Dataset records:

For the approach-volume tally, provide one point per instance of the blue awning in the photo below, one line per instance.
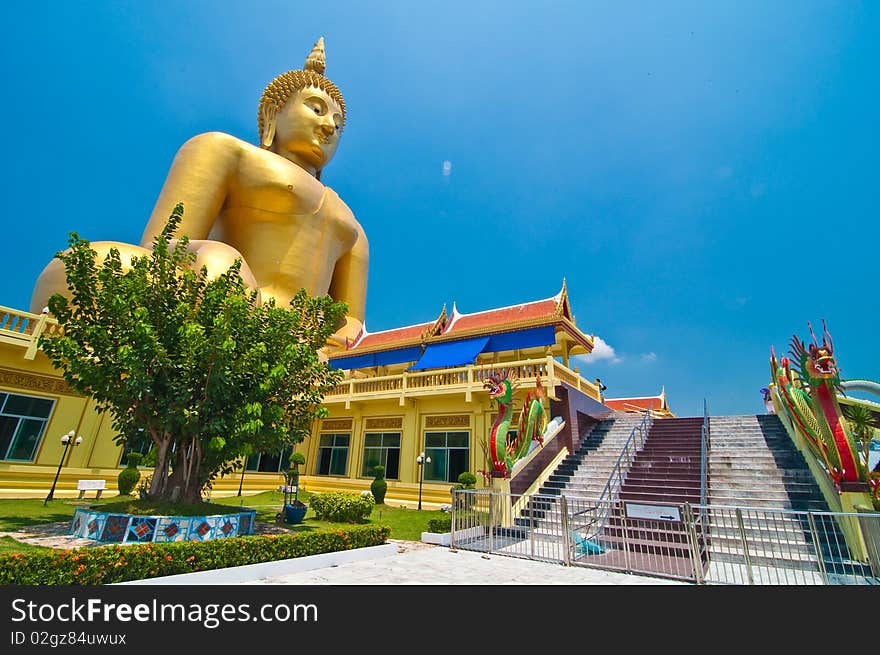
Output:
(451, 353)
(385, 358)
(531, 338)
(398, 356)
(358, 361)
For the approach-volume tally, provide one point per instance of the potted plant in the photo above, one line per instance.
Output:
(378, 487)
(466, 480)
(294, 510)
(129, 476)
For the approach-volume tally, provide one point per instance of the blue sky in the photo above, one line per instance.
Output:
(703, 174)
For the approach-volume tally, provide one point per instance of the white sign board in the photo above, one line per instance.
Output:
(653, 512)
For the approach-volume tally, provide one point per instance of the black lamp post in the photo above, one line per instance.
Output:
(68, 439)
(422, 460)
(243, 471)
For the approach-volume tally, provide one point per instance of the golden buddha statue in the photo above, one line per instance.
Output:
(264, 205)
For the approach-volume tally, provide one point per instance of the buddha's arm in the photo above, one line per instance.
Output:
(349, 285)
(199, 178)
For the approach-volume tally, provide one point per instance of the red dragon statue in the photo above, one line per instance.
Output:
(808, 385)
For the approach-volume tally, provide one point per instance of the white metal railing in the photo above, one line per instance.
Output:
(600, 514)
(747, 545)
(25, 329)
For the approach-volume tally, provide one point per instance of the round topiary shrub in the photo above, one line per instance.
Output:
(378, 487)
(129, 476)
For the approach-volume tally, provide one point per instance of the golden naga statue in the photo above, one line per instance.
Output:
(264, 205)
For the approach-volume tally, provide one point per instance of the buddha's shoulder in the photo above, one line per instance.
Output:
(219, 143)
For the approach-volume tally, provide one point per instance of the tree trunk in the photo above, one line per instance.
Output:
(182, 485)
(160, 473)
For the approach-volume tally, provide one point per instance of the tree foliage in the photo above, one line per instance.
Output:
(198, 364)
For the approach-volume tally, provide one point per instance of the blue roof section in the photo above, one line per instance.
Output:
(450, 353)
(397, 356)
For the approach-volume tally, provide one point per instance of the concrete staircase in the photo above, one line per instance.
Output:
(583, 473)
(754, 466)
(665, 471)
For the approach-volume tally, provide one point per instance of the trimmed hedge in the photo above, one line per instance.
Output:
(109, 564)
(342, 507)
(440, 525)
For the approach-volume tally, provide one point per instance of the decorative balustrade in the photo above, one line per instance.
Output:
(468, 379)
(24, 329)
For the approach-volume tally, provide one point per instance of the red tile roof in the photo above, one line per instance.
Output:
(630, 404)
(503, 317)
(550, 311)
(396, 335)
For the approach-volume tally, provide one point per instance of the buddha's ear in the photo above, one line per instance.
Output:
(267, 134)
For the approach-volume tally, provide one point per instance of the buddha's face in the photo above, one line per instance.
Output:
(307, 129)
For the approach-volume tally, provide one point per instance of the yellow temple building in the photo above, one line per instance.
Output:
(407, 391)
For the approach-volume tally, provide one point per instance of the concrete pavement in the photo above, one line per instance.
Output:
(408, 563)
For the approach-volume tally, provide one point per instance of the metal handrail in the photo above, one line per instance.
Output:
(615, 479)
(705, 444)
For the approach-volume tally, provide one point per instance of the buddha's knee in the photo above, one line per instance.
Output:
(217, 257)
(53, 278)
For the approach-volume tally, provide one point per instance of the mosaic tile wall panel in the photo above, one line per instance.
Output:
(173, 528)
(227, 526)
(202, 528)
(125, 528)
(115, 528)
(142, 529)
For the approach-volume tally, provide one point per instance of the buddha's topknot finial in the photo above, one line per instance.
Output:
(316, 61)
(285, 85)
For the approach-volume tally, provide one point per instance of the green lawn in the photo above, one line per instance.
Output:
(405, 523)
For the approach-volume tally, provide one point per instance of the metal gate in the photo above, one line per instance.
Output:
(699, 543)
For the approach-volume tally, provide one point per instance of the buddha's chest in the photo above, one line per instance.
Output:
(279, 205)
(273, 184)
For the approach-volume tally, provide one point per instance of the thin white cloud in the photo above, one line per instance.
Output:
(602, 351)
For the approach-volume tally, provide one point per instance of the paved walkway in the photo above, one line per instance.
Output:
(416, 563)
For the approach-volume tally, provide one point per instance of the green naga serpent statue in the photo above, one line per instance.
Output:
(810, 399)
(503, 454)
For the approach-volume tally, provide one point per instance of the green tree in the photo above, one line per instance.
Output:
(206, 370)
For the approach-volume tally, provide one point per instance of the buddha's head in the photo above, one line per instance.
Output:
(302, 113)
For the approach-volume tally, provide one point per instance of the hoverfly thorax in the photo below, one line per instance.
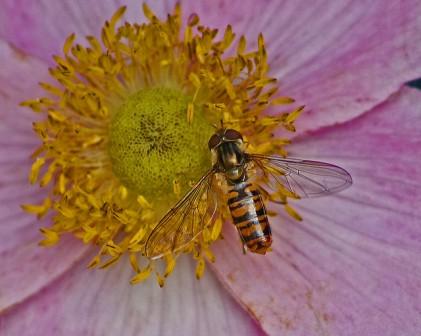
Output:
(228, 154)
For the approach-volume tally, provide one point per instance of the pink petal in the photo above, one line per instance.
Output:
(101, 302)
(338, 58)
(352, 266)
(41, 27)
(25, 267)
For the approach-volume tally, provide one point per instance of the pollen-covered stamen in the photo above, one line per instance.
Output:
(126, 129)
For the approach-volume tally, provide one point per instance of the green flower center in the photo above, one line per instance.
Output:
(152, 145)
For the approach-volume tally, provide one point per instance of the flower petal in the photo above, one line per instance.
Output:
(352, 266)
(25, 267)
(40, 28)
(96, 302)
(338, 58)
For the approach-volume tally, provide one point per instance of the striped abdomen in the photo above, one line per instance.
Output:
(249, 216)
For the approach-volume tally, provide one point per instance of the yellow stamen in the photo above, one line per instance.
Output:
(126, 126)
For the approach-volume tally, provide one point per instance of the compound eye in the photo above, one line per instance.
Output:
(214, 141)
(233, 135)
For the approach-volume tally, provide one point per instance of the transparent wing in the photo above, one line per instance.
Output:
(303, 178)
(185, 221)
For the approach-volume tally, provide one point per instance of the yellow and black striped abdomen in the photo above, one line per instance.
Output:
(249, 216)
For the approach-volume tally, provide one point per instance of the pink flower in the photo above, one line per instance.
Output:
(351, 267)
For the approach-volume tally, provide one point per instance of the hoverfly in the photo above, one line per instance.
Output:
(188, 218)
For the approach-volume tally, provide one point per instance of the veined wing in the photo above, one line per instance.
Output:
(185, 221)
(303, 178)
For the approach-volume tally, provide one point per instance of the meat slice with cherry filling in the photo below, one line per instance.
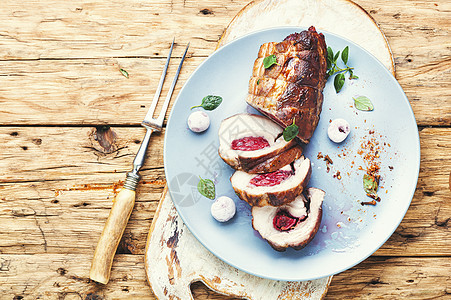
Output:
(292, 225)
(276, 188)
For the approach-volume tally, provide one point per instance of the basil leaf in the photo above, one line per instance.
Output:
(339, 81)
(344, 55)
(270, 60)
(370, 184)
(210, 102)
(123, 72)
(363, 103)
(290, 132)
(336, 56)
(207, 188)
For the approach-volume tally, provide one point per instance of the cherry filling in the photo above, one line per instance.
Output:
(271, 179)
(250, 143)
(284, 221)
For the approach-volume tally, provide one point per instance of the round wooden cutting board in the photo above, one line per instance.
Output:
(174, 258)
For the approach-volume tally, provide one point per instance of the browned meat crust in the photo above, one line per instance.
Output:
(292, 88)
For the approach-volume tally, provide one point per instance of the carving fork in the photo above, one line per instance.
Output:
(125, 199)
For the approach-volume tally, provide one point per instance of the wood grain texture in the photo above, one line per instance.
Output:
(66, 276)
(77, 185)
(74, 79)
(59, 65)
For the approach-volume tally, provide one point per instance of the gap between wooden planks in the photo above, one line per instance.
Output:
(57, 276)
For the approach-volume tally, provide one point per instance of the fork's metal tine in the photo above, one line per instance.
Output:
(160, 118)
(153, 105)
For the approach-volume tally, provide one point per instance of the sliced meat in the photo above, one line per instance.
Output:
(276, 188)
(291, 225)
(247, 141)
(292, 88)
(277, 162)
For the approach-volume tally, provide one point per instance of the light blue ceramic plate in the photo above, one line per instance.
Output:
(349, 232)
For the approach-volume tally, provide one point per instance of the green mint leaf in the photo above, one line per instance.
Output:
(123, 72)
(290, 132)
(210, 102)
(336, 56)
(344, 55)
(339, 81)
(370, 184)
(270, 60)
(363, 103)
(207, 188)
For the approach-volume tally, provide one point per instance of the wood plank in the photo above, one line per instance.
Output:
(57, 276)
(66, 195)
(93, 91)
(62, 90)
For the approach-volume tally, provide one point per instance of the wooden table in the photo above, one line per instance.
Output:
(70, 126)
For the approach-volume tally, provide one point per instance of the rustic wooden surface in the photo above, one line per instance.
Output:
(60, 163)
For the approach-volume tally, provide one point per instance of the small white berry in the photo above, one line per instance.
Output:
(223, 209)
(198, 121)
(338, 130)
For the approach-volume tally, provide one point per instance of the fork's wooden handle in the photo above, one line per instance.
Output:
(111, 235)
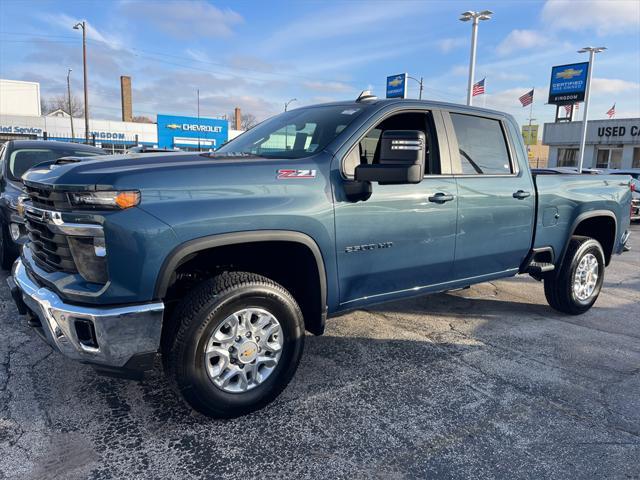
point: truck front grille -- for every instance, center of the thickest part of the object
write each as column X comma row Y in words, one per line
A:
column 48, row 199
column 50, row 250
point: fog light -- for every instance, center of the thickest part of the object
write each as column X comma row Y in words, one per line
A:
column 15, row 231
column 90, row 265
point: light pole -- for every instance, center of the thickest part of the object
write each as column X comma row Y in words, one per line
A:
column 69, row 98
column 420, row 82
column 583, row 137
column 286, row 104
column 83, row 26
column 474, row 17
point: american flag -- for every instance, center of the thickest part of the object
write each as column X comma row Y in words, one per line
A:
column 478, row 88
column 612, row 111
column 527, row 98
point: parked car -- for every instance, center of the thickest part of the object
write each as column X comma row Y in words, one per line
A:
column 219, row 262
column 16, row 157
column 634, row 173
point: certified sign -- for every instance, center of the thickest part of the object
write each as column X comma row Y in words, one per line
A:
column 397, row 86
column 568, row 83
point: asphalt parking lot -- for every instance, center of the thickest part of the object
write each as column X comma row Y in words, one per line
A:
column 481, row 383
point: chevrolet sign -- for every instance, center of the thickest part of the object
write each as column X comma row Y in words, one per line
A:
column 176, row 131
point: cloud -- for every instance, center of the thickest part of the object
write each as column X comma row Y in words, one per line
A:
column 613, row 85
column 328, row 86
column 606, row 17
column 345, row 20
column 447, row 44
column 67, row 22
column 194, row 19
column 522, row 39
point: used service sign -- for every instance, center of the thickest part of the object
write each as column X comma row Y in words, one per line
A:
column 568, row 83
column 176, row 131
column 397, row 86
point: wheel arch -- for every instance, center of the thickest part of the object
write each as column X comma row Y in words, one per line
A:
column 601, row 225
column 187, row 251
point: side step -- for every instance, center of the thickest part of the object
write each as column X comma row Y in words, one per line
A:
column 536, row 268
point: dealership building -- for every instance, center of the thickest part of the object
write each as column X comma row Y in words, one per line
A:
column 611, row 143
column 21, row 118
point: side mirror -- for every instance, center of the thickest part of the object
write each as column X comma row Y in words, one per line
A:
column 402, row 159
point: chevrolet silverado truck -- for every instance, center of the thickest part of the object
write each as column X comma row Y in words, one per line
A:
column 217, row 263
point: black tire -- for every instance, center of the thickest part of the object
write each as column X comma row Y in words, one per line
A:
column 201, row 312
column 558, row 286
column 8, row 251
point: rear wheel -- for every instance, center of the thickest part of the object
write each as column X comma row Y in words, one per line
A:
column 576, row 286
column 238, row 344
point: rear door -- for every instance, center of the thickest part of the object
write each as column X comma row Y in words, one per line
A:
column 398, row 241
column 496, row 197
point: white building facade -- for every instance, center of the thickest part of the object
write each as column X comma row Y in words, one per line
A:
column 610, row 143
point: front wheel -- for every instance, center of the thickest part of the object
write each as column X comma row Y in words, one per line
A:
column 576, row 286
column 239, row 340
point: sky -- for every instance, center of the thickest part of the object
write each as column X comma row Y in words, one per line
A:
column 257, row 55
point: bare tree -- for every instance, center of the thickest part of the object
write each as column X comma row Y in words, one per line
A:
column 141, row 119
column 61, row 102
column 247, row 120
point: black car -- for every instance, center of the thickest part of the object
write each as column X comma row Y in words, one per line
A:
column 16, row 157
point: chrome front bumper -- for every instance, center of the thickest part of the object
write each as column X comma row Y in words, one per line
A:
column 110, row 337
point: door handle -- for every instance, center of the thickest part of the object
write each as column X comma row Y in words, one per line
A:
column 440, row 198
column 521, row 194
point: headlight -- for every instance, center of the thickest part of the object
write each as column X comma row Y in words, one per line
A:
column 116, row 200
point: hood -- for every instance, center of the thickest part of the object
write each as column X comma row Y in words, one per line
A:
column 131, row 170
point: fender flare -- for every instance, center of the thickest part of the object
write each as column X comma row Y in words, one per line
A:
column 584, row 216
column 182, row 251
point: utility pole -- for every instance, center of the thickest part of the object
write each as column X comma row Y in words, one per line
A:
column 83, row 26
column 198, row 95
column 583, row 137
column 73, row 136
column 474, row 17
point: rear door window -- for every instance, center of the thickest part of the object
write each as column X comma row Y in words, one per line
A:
column 481, row 145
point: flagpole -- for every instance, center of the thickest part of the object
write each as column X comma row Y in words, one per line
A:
column 531, row 115
column 484, row 94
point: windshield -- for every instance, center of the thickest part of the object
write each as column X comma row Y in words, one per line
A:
column 295, row 134
column 22, row 159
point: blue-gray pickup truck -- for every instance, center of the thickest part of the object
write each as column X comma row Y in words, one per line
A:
column 219, row 262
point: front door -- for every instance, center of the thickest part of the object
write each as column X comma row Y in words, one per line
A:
column 496, row 201
column 402, row 238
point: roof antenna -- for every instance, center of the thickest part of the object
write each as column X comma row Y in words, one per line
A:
column 365, row 96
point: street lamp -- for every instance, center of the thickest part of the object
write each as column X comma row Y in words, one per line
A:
column 83, row 25
column 69, row 98
column 286, row 104
column 470, row 15
column 583, row 138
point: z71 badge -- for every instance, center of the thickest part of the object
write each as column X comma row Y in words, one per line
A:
column 367, row 247
column 290, row 173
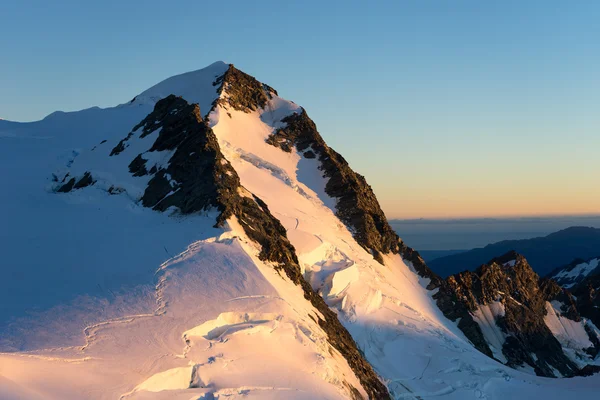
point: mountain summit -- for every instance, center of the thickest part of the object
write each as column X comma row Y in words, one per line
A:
column 203, row 241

▶ [What to produce]: Please give back exactly the lines from the first line of the records above through the line containing "of the potted", only those and both included, with the pictures removed.

▶ [Answer for this exercise]:
For the approach-volume tally, provide one point per instance of the blue awning in the photo below, one line per instance.
Output:
(451, 353)
(385, 358)
(531, 338)
(398, 356)
(358, 361)
For the approach-volume tally, provide one point per instance of the potted plant in the photo above, one line per instance.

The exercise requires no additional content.